======== Selected passage

# Replacement Poles For Doghouse Blinds



## jsmith2232 (Jan 4, 2006)

Where can I get replacement poles for ameristep dog house blind, mine collapsed in the snow last year and i'm running late on getting new ones.


----------



## Munsterlndr (Oct 16, 2004)

Call the company. The same thing happened to me and they mailed me a replacement set pretty quickly. Probably won't get them by next Wednesday, though, that is cutting it a little tight.


----------



## DANIEL MARK ZAPOLSKI (Sep 23, 2002)

Go Online To Ameristep And Get Their Phone Number Or Write Them An E-mail. I Personally Had A Couple Of Issue's With Their Product And I Just Stopped In The Factory Of I/75 (about A 1.25 Mile East Bound Trip) And They Took Very Good Care Of Me And The Issue's. I Can Say That They Are A Company I Will Buy From Again After How They Took Care Of Business, And They Really Didn't Have To Do What They Did And In Saying That I'am Proud They Are A ****michigan**** Company.


----------



## skipper34 (Oct 13, 2005)

The Ameristep company is off Vienna Rd.(M-57)about 3/4 mile east of I-75 in Clio, Michigan. Go east on Vienna Rd. past Jennings Rd., which is the 2nd signal light. Look for Industrial Park Dr. on the left. They will replace your poles at no charge. I took a Doghouse in last week because the zipper was broken and they replaced the blind with no charge. They wrote the book on customer service. Where is Middleville? Maybe I could help you out. I live in Swartz Creek which is just west of Flint. I could run up to Ameristep and get your poles and you could meet me half way. Let me know, PM me and we'll arrangements.

================

## Written instruction a
Please retype the records from the line with "Wildlife-count tagging: point out every instance of the black" up to and including the last line of the records.
The forum thread above has nothing to do with the records that come next.

======== Stored rows

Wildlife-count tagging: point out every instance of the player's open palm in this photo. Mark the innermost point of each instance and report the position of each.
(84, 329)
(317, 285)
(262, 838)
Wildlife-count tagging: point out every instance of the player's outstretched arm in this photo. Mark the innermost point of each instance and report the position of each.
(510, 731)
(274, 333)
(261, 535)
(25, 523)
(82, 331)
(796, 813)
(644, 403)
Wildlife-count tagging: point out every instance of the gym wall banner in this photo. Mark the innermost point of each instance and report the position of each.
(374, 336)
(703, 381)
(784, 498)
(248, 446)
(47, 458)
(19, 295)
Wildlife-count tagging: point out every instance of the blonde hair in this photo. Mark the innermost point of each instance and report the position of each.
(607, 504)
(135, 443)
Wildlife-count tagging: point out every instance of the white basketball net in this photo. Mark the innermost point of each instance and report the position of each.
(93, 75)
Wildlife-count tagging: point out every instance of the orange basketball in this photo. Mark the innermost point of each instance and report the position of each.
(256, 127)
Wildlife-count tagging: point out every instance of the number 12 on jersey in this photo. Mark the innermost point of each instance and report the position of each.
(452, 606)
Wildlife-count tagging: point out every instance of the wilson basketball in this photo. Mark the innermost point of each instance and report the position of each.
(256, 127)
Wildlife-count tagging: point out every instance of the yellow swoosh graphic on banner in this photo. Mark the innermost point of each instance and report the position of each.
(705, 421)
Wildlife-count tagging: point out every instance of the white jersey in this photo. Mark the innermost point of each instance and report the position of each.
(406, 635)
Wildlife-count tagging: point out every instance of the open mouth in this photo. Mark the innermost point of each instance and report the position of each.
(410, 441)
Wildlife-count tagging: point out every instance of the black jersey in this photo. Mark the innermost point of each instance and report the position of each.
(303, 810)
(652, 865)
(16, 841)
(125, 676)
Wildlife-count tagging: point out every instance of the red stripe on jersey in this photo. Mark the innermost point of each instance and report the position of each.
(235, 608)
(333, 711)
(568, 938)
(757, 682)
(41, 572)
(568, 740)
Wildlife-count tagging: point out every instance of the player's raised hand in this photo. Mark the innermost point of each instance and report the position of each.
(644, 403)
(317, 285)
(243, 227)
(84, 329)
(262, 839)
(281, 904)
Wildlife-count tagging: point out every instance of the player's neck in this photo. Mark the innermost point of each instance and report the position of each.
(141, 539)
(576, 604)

================

## Written instruction b
Extend the forum thread about replacement poles for an Ameristep doghouse blind, starting after its last post.

## Response a
Wildlife-count tagging: point out every instance of the black jersey in this photo. Mark the innermost point of each instance and report the position of each.
(303, 810)
(652, 865)
(16, 841)
(125, 676)
Wildlife-count tagging: point out every instance of the red stripe on jersey in this photo. Mark the innermost point of each instance and report the position of each.
(235, 608)
(333, 711)
(568, 938)
(757, 682)
(41, 572)
(568, 740)
Wildlife-count tagging: point out every instance of the player's raised hand in this photo. Mark the innermost point of each instance and report the position of each.
(644, 403)
(317, 285)
(243, 227)
(84, 329)
(262, 839)
(281, 904)
Wildlife-count tagging: point out every instance of the player's neck in this photo. Mark the innermost point of each instance and report the position of each.
(141, 539)
(576, 604)

## Response b
----------



## WALLEYEvision (Dec 5, 2003)

Man...that's a generous offer Skip!!!


----------



## warthog (Dec 13, 2002)

been tring to order them on line now for about 3 weeks seems there all out at this time.mine did the same thing.


----------



## awshucks (Feb 7, 2006)

Got a little ifo to share here. When my replacement poles arrived I never set the blind up til next hunting trip. Couldn't get the poles in, assumed I got wrong ones and called Ameristep. I was informed that they came in the following lengths: 92, 94, 96, 98, 102" depending on year and sub contractor suppliers, but ALL replacement poles are 102" and probably need to be cut to length. About an hour and a half job.


----------



## Bunny (May 23, 2006)

Had that happen to me too with that same blind. I had an old tent and used a pole from that. If you have a tent or know of somebody that has one I would suggest that if you can't get replacements in time. Good luck to you!


----------



## Matt (Mar 23, 2000)

I had one of my shock cord type collapsable poles break at the union between two sections- the metal broke. I bought a piece of PVC just big enough to slide over the pole as a temporary fix- I just slide it over the broken union when I'm setting up. I said this was a temporary fix, but I've been using it this way since last September.


----------



## awshucks (Feb 7, 2006)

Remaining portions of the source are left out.